Records provided ::
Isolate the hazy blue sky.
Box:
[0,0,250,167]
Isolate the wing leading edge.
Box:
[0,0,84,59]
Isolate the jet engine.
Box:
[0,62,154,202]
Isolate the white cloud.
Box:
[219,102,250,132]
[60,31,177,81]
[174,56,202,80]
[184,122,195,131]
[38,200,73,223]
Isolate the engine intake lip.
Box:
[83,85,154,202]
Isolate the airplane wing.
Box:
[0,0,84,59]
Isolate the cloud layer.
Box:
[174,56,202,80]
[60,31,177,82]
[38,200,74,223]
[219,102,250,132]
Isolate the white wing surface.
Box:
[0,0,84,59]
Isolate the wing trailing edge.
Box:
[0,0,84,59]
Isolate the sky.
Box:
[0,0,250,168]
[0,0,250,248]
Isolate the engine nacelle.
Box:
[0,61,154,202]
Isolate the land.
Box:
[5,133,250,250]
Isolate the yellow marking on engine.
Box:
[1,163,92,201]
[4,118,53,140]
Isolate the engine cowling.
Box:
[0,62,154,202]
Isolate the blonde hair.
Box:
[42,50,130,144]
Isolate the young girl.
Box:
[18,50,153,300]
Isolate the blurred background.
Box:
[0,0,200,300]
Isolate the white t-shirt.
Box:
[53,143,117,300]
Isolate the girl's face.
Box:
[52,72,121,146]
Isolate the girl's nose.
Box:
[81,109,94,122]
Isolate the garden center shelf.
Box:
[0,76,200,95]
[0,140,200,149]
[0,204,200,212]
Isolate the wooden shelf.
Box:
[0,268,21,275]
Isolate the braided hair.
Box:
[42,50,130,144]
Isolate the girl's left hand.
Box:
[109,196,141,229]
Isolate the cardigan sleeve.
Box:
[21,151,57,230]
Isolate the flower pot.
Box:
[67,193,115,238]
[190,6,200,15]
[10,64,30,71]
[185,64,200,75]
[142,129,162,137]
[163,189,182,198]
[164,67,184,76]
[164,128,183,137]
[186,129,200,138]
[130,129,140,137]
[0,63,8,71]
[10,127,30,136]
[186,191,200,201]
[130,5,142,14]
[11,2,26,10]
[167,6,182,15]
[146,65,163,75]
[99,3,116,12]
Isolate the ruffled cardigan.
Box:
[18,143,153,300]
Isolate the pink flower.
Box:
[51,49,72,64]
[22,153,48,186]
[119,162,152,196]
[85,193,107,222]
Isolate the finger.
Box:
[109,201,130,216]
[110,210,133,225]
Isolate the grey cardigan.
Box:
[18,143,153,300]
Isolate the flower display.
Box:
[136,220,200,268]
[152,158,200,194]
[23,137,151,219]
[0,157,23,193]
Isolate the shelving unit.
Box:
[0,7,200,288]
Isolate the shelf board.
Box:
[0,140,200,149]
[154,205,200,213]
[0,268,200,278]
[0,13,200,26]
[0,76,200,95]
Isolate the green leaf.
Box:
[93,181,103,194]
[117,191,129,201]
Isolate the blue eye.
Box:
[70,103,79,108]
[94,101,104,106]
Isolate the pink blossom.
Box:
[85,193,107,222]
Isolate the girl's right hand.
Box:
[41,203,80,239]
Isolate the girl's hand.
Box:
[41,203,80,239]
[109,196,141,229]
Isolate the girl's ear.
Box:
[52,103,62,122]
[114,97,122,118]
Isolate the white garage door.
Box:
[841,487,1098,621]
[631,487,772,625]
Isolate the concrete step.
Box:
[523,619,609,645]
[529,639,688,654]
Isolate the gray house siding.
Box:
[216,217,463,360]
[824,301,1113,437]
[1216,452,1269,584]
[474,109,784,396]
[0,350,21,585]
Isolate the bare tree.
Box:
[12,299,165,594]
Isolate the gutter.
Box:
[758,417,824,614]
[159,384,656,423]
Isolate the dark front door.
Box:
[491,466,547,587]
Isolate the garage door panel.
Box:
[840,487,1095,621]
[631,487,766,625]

Exercise objective ::
Copy out all of the data above line for line, with no character changed.

The output ::
Isolate the hazy blue sky.
Box:
[0,0,250,167]
Isolate the wing leading edge.
Box:
[0,0,84,59]
Isolate the jet engine.
Box:
[0,62,154,202]
Isolate the white cloud.
Box:
[219,102,250,132]
[60,31,177,81]
[174,56,202,80]
[184,122,195,131]
[38,200,73,223]
Isolate the engine intake lip.
Box:
[83,85,154,202]
Isolate the airplane wing.
Box:
[0,0,84,59]
Isolate the cloud layer.
Box:
[174,56,202,80]
[60,31,177,82]
[38,200,74,223]
[219,102,250,132]
Isolate the white wing surface.
Box:
[0,0,84,59]
Isolate the wing trailing edge.
Box:
[0,0,84,59]
Isolate the sky.
Box:
[0,0,250,168]
[0,0,250,248]
Isolate the engine nacelle.
Box:
[0,61,154,202]
Isolate the land.
Box:
[5,133,250,250]
Isolate the yellow marking on engine.
Box:
[1,163,92,201]
[4,118,53,140]
Isolate the engine cowling.
Box:
[0,62,154,202]
Isolate the blonde hair.
Box:
[42,50,130,144]
Isolate the young girl.
Box:
[18,50,153,300]
Isolate the blurred background.
Box:
[0,0,200,300]
Isolate the white t-shirt.
Box:
[53,143,117,300]
Isolate the girl's face.
Box:
[52,72,121,146]
Isolate the girl's nose.
Box:
[81,109,94,122]
Isolate the garden center shelf.
Box:
[0,76,200,95]
[0,140,200,149]
[0,204,200,212]
Isolate the wooden shelf.
Box:
[0,268,21,275]
Isolate the braided hair.
Box:
[42,50,130,144]
Isolate the girl's left hand.
Box:
[109,196,141,229]
Isolate the cardigan sleeve.
Box:
[21,151,57,230]
Isolate the flower pot.
Box:
[67,193,115,238]
[190,6,200,15]
[10,64,30,71]
[185,64,200,75]
[142,129,162,137]
[163,189,182,198]
[164,67,184,76]
[164,128,183,137]
[186,129,200,138]
[130,129,140,137]
[0,63,8,71]
[10,127,30,136]
[186,191,200,201]
[130,5,142,14]
[11,2,26,10]
[167,6,182,15]
[146,65,163,75]
[99,3,116,12]
Isolate the ruffled cardigan.
Box:
[18,143,153,300]
Isolate the pink flower.
Box:
[51,49,72,64]
[22,153,48,186]
[119,162,152,196]
[85,193,107,222]
Isolate the finger.
Box:
[109,201,130,216]
[110,210,133,225]
Isolate the grey cardigan.
Box:
[18,143,153,300]
Isolate the flower display.
Box:
[136,220,200,268]
[152,158,200,194]
[23,137,151,219]
[0,157,23,193]
Isolate the shelving unit.
Box:
[0,7,200,288]
Isolate the shelf board.
Box:
[0,140,200,149]
[154,205,200,213]
[0,268,200,278]
[0,13,200,26]
[0,76,200,95]
Isolate the green leaf.
Box:
[93,181,103,194]
[117,191,129,201]
Isolate the blue eye.
Box:
[70,103,79,108]
[94,101,104,106]
Isolate the pink blossom.
Box:
[85,193,107,222]
Isolate the girl's right hand.
Box:
[41,203,80,239]
Isolate the girl's hand.
Box:
[41,203,80,239]
[109,196,141,229]
Isolate the girl's ear.
Box:
[52,103,62,122]
[114,97,122,118]
Isolate the white garage door.
Box:
[841,487,1098,621]
[631,487,772,625]
Isolate the concrete step.
Box:
[523,619,609,645]
[529,639,688,654]
Isolate the gray house siding.
Box:
[216,217,463,360]
[824,301,1113,437]
[1216,452,1269,584]
[474,109,784,396]
[0,350,21,585]
Isolate the bare tree.
Box:
[12,299,165,594]
Isolate the gutter.
Box:
[758,417,824,614]
[159,384,656,423]
Isolate the dark front door.
Box:
[491,466,547,587]
Isolate the garage door panel.
Box:
[840,487,1095,621]
[631,487,766,625]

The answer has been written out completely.